### Problemi da risolvere
[a] Elenca tutti gli ambiti che, secondo l'estratto su Stone e la politica statunitense, sono dominati dal denaro.
[b] Riassumi in forma più breve il paragrafo che comincia con "Sulle prossime elezioni presidenziali" nell'estratto su Stone e la politica statunitense, mantenendone i fatti principali.
[c] Prosegui l'estratto su Stone e la politica statunitense a partire dall'ultima frase riportata.

### Estratto della fonte
= = = = = = =
A chi gli chiede un giudizio sulla situazione attuale degli Usa risponde: “Questa è una storia lunga e ci vorrà un altro libro, che andrà dal 1987 ai giorni nostri e che inizierà con la presidenza Reagan e con Wall Street che diventerà la cosa più importante. Con il denaro che domina la politica, l’intrattenimento, tutta la vita del Paese”.

Sulle prossime elezioni presidenziali, Stone però aggiunge: “Francamente non credo che Trump vincerà ma il problema non è questo. Il problema è che sia democratici che repubblicani sono orientati alla spesa militare. I soldi non vengono impegnati per infrastrutture o per trovare le cure ai virus ma per preparare o affrontare guerre. Quindi non c’è differenza, perché nessuno dei due partiti mette in discussione la spesa militare. Non esiste un partito della pace. E pure voi italiani dovreste far sentire la vostra voce su questo, perché in Italia mi pare ci siano il più alto numero di basi militari Usa, dopo la Germania”, scandisce.
= = = = = = =
### Dati forniti
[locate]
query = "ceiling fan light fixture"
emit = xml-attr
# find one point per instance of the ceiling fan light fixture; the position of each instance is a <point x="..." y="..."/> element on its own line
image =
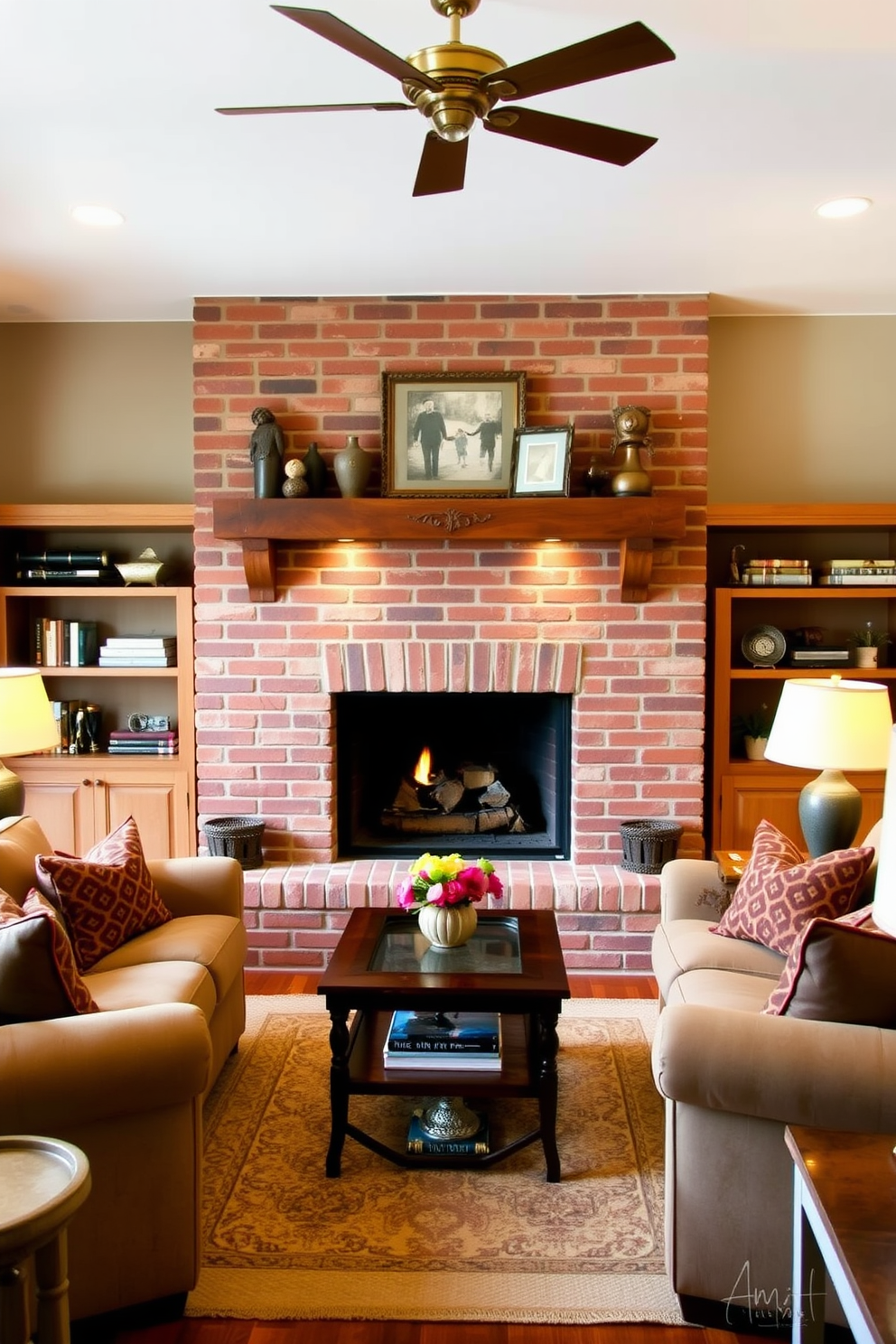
<point x="844" y="207"/>
<point x="453" y="121"/>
= = = = = = =
### Risposte
[a]
- la politica
- l'intrattenimento
- tutta la vita del Paese

[b] Stone non crede che Trump vincerà le prossime presidenziali, ma per Stone il vero problema è un altro. Democratici e repubblicani puntano entrambi sulla spesa militare e destinano i soldi alle guerre anziché alle infrastrutture o alle cure per i virus. Per questo Stone non vede differenze tra i due partiti e afferma che non esiste un partito della pace. Invita anche gli italiani a far sentire la loro voce, dato che in Italia ci sarebbe il numero più alto di basi militari Usa dopo la Germania.

[c]
Il regista presenterà a Roma (ma anche in altre città, da Pesaro a Venezia, dove riceverà anche il Premio Kinéo) la sua autobiografia, “Cercando la luce”, che esce venerdì in Italia, edita da La Nave di Teseo, e introdurrà la proiezione di ‘Wall Street’, il suo film del 1987, che segna anche il confine temporale dell’autobiografia, “dove – ha spiegato – racconto i primi 40 anni della mia vita. È un libro che parla del mio sogno che è stato realizzato ma ad un costo elevatissimo: tanto lavoro, tanto sudore, tanto sangue, tanto fallimento, tanti passi indietro, tanta sofferenza. Racconta la storia di un ragazzo che parte da New York e dalla devastante esperienza fatta in Vietnam, che successivamente lo porta a guardare con occhi diversi il tuo paese. Quando ho cominciato invece a scrivere questo libro mi sono reso contro che c’era un ritmo naturale che fluiva intorno al mio sogno e che si fermava ai 40 anni”.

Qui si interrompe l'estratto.